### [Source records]
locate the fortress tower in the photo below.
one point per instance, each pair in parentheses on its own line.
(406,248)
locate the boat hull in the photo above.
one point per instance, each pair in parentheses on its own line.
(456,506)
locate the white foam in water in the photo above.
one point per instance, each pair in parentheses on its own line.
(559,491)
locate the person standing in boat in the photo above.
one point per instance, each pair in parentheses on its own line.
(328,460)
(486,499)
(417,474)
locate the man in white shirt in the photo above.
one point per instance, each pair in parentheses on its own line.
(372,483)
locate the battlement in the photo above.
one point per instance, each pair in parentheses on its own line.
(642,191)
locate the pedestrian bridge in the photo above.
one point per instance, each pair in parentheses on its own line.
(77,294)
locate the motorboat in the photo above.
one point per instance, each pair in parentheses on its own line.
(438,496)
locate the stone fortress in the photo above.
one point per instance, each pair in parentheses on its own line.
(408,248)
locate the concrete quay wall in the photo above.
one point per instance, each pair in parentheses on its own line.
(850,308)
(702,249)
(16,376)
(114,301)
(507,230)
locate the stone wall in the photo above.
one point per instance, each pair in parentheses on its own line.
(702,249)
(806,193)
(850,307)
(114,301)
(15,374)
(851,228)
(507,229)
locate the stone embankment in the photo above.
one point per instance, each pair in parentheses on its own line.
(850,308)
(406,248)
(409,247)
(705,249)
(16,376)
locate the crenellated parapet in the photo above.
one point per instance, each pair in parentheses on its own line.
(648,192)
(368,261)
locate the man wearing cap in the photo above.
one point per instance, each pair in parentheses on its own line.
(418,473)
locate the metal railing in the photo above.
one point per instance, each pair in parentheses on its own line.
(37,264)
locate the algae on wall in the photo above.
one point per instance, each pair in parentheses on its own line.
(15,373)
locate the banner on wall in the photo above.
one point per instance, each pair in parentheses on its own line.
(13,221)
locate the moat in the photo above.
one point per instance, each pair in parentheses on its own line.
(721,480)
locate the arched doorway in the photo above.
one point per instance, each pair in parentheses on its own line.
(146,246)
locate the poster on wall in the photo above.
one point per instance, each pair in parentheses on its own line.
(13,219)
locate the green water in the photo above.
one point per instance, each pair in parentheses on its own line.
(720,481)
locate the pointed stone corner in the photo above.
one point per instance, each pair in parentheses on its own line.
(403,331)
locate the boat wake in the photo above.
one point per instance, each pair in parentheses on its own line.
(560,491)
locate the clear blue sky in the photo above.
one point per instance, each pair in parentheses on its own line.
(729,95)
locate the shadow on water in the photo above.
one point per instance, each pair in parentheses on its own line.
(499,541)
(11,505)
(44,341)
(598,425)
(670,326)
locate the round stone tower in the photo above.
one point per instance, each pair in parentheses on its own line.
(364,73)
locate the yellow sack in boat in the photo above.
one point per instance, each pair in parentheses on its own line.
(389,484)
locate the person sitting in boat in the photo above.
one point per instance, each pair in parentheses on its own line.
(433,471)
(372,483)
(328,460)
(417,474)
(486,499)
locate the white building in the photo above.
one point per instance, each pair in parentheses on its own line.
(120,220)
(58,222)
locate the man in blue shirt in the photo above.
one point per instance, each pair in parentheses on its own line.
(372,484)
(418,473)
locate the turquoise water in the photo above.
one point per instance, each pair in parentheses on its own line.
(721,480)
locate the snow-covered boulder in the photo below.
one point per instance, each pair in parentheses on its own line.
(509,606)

### [WORK TO DO]
Reproduce all of the data above word for word.

### [TASK ANSWER]
locate the fortress tower in the photo below.
one point per instance, each pair in parentheses on its own line.
(406,248)
locate the boat hull in the photo above.
one point per instance, each pair in parentheses on its own line.
(456,506)
locate the white foam in water in the photo above.
one point per instance, each pair in parentheses on its own line.
(559,491)
locate the person standing in boat in the photo above.
one point per instance, each pair in parentheses on its own line.
(328,460)
(486,499)
(417,474)
locate the man in white shirt in the photo above.
one point per instance, each pair in parentheses on its own line.
(372,483)
locate the battlement in the photo above.
one point per instance, each pair in parentheses on its own line.
(642,191)
locate the pedestrian bridge in the photo above.
one point per instance, each pair in parentheses on its own line.
(77,294)
locate the motorboat in the photo above.
one point per instance, each pair in parentheses on its own line.
(438,496)
locate the stone fortress in the photo above.
one point per instance, each pair in parentheses on its own line.
(408,248)
locate the concrete quay wall in the photo above.
one point per instance, each pair in parentheses on its own line.
(850,308)
(702,249)
(16,376)
(114,301)
(507,230)
locate the stone wall in the photo above.
one point per instance, each pair in parentheses on its own line.
(702,249)
(806,193)
(850,307)
(114,301)
(15,374)
(851,228)
(507,229)
locate the stone embankment in the photo above.
one point per instance, each pair in parentheses on its own line.
(850,308)
(406,248)
(409,247)
(705,249)
(16,376)
locate the crenellated parapet in the photo above.
one point per instance, each pair in parentheses on its own line.
(648,192)
(368,261)
locate the man wearing cap in the photo above.
one point per instance, each pair in parentheses on its own line.
(418,473)
locate the metal railing in the photo above.
one point per instance, each pair in parentheses on its own line.
(37,264)
locate the algae on wall in the photo above.
one point per instance, each pair in parentheses on its own line.
(15,373)
locate the banner on wall in the photo above.
one point per instance, each pair in parentheses on its own line.
(13,221)
locate the moat in the photo above.
one point per instance, each pair in parentheses on its own line.
(721,480)
locate the arched doorway in the photo above.
one point per instance, each pair in parentheses on its own line.
(146,246)
locate the poster on wall in the photo above.
one point per instance, each pair in parentheses on its own line.
(13,219)
locate the green water in the photo above.
one point per instance, each pair in parentheses on its own line.
(720,481)
locate the pointed stone corner in the photo above.
one point per instance, each pair in parentheses on its own line.
(403,331)
locate the boat wake in the photo above.
one point per instance, each pair in parentheses on its own line.
(560,491)
locate the clear blue sky in the photo above.
one point per instance, each pair in parentheses on its own line.
(729,95)
locate the shadow on water in the photo above.
one point per instance, each pair in parentheses on its own line.
(499,541)
(11,505)
(44,341)
(598,425)
(670,326)
locate the round stone tower in the photo above.
one point per instance, each pair in parentheses on its own line.
(364,73)
locate the yellow sack in boat in the photo above.
one point per instance, each pair in parentheses on its own line.
(389,484)
locate the person sitting in boat in the photo above.
one point per instance, each pair in parentheses on its own line.
(433,471)
(372,483)
(328,460)
(417,474)
(486,499)
locate the white building in the photo above.
one point per instance, each pair in parentheses on its own line.
(120,220)
(58,222)
locate the man in blue shirt in the photo above.
one point per instance, each pair in parentheses on its own line.
(372,484)
(418,473)
locate the turquoise water in the photo above.
one point per instance, each pair in parentheses on its own line.
(721,480)
locate the snow-covered boulder in the photo below.
one point per instance, each pair in parentheses on its own line.
(509,606)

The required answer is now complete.